• **Given instruction 1**
Tally the lines in the entries that contain the word "table", where case counts, and give only the number.

• **Text provided**
Path: utzoo!utgpu!jarvis.csri.toronto.edu!mailrus!eecae!netnews.upenn.edu!rutgers!njin!princeton!phoenix!mbkennel
From: mbkennel@phoenix.Princeton.EDU (Matthew B. Kennel)
Newsgroups: comp.ai.neural-nets
Subject: Re: GD and LSE
Message-ID: <7380@phoenix.Princeton.EDU>
Date: 25 Mar 89 05:20:35 GMT
References: <22206@shemp.CS.UCLA.EDU>
Reply-To: mbkennel@phoenix.Princeton.EDU (Matthew B. Kennel)
Organization: Princeton University, NJ
Lines: 52

In article <22206@shemp.CS.UCLA.EDU> gblee@CS.UCLA.EDU () writes:
>I know another similar paper which attacked GD....
>
> Sutton, R. Two problems with BP and other steepest-descent learning
> procedures for networks.
>
> He points out:
>1. steepest descent is a particulary poor for surface containing "ravines"
>2. steepest descent results in high level of interference between learning
>with different patterns...
>
>Unfortunately, I forgot where this paper was published.
>Can anybody out there tell where it was published for us?
>
>--Geunbae Lee
>  AI lab, UCLA


1)  Simply going down the gradient direction has been known for ages
to be a poor heuristic if you're in steep valleys.  It's simply
good fortune that it works in as many cases as it does.  In fact,
the "momentum method" is a very simple way to alleviate this problem
by trying to go faster in the slowly-changing direction.

Conjugate gradient is specifically designed to deal with this kind
of problem.  The disadvantages are 1) algorithm much more complicated
to implement 2) it is not always faster.  In terms of the number
of "iterations", it's certainly faster than fixed-step steepest-descent,
but now each iteration requires a gradient evaluation and several
error evaluations for an approximate line-minimization.  Just try
doing that in silicon...

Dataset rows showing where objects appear
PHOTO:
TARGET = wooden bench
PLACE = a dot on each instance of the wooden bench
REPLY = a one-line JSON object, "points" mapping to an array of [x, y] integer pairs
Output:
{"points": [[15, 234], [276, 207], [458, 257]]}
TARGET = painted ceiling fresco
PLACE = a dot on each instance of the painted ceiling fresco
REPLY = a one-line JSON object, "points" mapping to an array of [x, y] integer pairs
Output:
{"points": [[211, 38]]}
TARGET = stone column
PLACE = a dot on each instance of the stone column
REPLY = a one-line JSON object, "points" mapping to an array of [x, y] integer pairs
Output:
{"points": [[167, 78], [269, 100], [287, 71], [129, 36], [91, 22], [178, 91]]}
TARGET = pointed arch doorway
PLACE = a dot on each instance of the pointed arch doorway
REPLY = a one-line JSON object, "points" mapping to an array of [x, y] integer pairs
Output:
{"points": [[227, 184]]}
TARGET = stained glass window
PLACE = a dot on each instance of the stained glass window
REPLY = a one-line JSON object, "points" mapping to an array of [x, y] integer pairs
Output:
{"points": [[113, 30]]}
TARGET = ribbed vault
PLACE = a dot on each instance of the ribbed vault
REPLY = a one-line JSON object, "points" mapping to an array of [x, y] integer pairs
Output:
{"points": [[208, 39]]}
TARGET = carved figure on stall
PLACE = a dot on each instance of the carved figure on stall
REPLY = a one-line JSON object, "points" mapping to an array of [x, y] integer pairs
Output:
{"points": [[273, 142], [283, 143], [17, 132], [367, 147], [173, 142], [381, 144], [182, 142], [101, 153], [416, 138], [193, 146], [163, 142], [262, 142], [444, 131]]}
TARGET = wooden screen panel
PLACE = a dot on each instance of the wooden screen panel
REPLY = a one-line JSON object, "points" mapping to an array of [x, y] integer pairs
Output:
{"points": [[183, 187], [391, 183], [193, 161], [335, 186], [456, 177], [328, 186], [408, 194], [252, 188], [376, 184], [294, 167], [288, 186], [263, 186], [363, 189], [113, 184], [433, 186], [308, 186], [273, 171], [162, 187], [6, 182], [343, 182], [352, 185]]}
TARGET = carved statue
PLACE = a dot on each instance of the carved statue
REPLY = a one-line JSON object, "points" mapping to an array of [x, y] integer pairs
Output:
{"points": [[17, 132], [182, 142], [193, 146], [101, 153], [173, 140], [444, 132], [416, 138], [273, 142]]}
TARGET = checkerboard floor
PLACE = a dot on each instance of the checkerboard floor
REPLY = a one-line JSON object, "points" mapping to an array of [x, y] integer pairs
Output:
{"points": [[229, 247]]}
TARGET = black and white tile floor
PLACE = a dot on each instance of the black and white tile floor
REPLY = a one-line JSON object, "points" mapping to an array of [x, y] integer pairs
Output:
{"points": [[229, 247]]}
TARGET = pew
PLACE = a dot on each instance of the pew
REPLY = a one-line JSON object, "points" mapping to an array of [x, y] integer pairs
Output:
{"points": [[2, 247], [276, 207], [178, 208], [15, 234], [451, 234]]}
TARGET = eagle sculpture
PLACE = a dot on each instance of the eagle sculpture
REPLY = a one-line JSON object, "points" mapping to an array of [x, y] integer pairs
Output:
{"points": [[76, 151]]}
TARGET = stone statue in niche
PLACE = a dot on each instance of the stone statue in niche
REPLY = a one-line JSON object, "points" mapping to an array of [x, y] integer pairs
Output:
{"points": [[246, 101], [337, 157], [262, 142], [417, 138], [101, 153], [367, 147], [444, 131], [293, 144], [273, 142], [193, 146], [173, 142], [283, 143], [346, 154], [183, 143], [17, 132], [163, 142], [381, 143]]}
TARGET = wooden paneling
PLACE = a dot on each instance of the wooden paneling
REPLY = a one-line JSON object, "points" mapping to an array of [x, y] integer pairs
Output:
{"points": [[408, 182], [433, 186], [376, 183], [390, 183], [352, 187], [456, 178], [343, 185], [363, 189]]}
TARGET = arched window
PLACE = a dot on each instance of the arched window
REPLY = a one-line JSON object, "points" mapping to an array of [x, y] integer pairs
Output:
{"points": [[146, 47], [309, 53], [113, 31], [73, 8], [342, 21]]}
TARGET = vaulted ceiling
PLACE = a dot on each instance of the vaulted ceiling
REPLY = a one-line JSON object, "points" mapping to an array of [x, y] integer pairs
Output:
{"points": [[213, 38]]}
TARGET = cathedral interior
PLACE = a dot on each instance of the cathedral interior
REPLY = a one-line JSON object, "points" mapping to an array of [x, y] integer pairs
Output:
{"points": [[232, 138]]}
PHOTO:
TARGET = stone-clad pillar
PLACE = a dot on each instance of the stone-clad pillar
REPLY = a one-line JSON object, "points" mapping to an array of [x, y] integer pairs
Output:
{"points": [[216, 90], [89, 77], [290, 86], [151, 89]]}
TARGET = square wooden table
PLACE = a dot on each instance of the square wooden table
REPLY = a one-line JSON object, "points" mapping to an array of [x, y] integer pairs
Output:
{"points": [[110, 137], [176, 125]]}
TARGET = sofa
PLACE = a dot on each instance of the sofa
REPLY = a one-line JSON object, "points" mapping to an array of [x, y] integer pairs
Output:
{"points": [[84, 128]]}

• **Given instruction 2**
Retype everything in the newsgroup post above from "In article <22206@shemp.CS.UCLA.EDU>" down to "paper was published.".

• **Final result 1**
2

• **Final result 2**
In article <22206@shemp.CS.UCLA.EDU> gblee@CS.UCLA.EDU () writes:
>I know another similar paper which attacked GD....
>
> Sutton, R. Two problems with BP and other steepest-descent learning
> procedures for networks.
>
> He points out:
>1. steepest descent is a particulary poor for surface containing "ravines"
>2. steepest descent results in high level of interference between learning
>with different patterns...
>
>Unfortunately, I forgot where this paper was published.